BEGIN GIVEN RECORDS

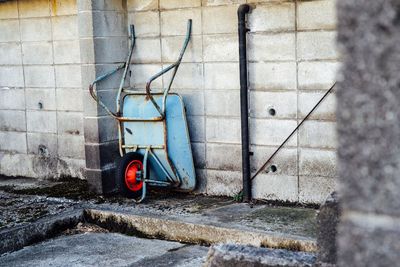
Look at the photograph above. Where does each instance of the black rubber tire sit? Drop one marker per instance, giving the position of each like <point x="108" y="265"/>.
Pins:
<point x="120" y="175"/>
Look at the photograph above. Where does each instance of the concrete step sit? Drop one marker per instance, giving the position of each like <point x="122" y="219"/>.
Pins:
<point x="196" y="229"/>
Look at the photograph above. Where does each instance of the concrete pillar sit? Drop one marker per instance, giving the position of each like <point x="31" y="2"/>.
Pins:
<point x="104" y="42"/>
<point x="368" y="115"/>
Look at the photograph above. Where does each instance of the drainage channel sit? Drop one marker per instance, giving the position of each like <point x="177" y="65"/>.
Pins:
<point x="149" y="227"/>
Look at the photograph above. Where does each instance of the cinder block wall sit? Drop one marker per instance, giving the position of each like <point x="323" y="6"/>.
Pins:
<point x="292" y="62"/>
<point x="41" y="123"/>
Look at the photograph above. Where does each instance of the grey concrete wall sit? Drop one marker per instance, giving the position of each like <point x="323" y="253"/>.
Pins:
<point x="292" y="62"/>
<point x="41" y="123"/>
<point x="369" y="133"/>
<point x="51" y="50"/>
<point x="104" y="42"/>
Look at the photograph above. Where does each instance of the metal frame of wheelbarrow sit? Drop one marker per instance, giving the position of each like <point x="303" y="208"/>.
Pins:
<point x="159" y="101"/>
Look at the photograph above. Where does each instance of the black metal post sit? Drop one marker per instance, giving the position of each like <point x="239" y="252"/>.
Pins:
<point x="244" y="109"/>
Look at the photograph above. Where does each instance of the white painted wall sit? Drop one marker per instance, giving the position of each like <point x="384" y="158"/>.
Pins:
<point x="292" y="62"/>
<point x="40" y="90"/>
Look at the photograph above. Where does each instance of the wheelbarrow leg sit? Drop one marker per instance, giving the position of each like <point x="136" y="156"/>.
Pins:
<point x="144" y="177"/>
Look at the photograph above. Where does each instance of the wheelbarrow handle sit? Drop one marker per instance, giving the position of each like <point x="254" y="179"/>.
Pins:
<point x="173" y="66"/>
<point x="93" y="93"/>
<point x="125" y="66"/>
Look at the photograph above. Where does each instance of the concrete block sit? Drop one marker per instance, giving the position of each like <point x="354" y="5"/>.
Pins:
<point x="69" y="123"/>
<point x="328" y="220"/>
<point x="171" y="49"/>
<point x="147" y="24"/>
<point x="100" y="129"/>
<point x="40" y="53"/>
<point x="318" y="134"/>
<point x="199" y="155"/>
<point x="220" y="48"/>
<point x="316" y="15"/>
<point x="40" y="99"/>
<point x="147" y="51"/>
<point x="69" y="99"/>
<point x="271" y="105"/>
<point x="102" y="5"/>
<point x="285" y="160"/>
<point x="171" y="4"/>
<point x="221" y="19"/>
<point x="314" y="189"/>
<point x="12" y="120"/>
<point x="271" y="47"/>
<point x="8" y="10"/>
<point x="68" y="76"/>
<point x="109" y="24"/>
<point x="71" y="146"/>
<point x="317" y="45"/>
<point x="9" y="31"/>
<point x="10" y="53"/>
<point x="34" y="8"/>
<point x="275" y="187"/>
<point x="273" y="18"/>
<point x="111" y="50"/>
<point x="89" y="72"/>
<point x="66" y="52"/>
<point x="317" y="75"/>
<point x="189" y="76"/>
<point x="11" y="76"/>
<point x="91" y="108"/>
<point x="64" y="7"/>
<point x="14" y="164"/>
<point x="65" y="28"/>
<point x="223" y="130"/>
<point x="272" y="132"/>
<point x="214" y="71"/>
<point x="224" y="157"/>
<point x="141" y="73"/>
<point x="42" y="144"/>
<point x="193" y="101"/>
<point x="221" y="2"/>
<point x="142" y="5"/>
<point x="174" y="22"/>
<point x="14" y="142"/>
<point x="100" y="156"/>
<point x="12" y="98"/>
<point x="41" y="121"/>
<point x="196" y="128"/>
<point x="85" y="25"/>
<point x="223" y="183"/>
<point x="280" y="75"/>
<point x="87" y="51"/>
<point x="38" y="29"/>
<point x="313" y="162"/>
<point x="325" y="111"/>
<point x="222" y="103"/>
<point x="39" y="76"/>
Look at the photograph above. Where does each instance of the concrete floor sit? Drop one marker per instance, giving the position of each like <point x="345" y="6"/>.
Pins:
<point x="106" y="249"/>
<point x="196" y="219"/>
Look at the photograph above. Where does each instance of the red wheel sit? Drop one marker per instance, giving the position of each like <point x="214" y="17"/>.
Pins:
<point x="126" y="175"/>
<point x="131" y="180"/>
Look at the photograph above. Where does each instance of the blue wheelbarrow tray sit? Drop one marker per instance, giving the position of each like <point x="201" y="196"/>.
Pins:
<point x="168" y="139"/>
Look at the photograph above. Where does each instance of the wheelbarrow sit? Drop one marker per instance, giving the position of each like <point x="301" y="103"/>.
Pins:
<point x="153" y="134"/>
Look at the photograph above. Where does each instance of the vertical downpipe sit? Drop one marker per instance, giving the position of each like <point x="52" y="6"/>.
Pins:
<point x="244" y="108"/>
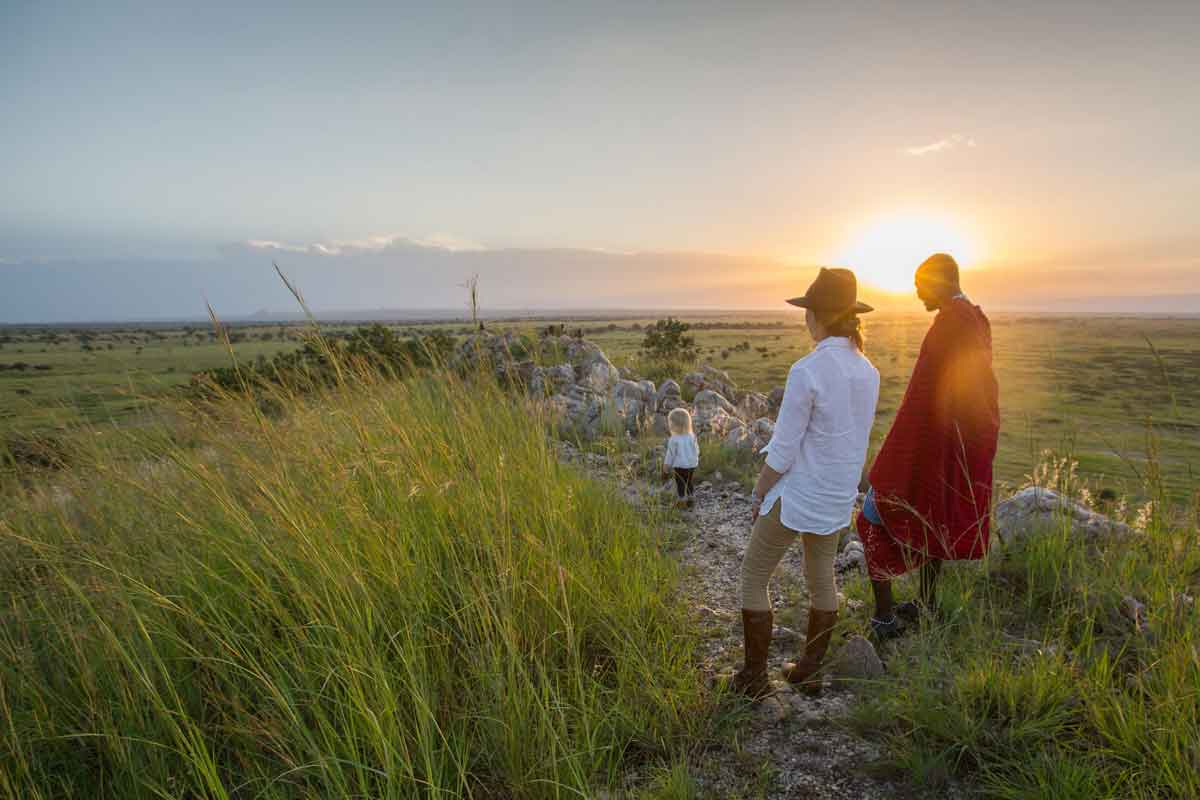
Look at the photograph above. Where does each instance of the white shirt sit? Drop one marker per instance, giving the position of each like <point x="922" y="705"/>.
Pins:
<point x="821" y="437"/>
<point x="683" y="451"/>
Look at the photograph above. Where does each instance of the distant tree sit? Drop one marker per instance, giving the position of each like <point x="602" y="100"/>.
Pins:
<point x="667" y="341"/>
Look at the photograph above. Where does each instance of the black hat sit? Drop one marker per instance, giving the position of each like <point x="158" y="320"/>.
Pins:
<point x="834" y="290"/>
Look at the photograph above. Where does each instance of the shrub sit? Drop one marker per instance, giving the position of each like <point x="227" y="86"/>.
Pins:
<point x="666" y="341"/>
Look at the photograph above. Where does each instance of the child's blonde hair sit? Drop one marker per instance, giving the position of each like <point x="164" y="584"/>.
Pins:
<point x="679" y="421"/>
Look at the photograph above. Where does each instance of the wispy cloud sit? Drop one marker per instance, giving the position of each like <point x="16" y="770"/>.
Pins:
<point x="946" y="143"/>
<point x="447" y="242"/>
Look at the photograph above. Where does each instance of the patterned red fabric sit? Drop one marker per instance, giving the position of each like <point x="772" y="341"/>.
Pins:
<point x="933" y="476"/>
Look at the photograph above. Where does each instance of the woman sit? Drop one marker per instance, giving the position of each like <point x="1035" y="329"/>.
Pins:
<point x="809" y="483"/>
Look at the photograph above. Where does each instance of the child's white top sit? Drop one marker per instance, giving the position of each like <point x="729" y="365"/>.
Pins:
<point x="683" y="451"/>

END GIVEN RECORDS

## GIVEN EXERCISE
Rescale every line from the one containing "of the woman" through the end of the items, inclusive, and write them all out again, requests included. Multiply each coordinate in the answer points by 2.3 and round to whole numbers, halves up, but leave the requests and their sample points unchanged.

## SOLVED PROBLEM
Look at the photograph above. Where does each instance of the woman sit? Drop one marker per instance, giving the position of each like <point x="1035" y="329"/>.
Pins:
<point x="1861" y="1111"/>
Look at the photograph above. Where does each instance of the child's white top sit? Drop one marker per instance, giving the position of each like <point x="729" y="365"/>.
Pins:
<point x="1571" y="1037"/>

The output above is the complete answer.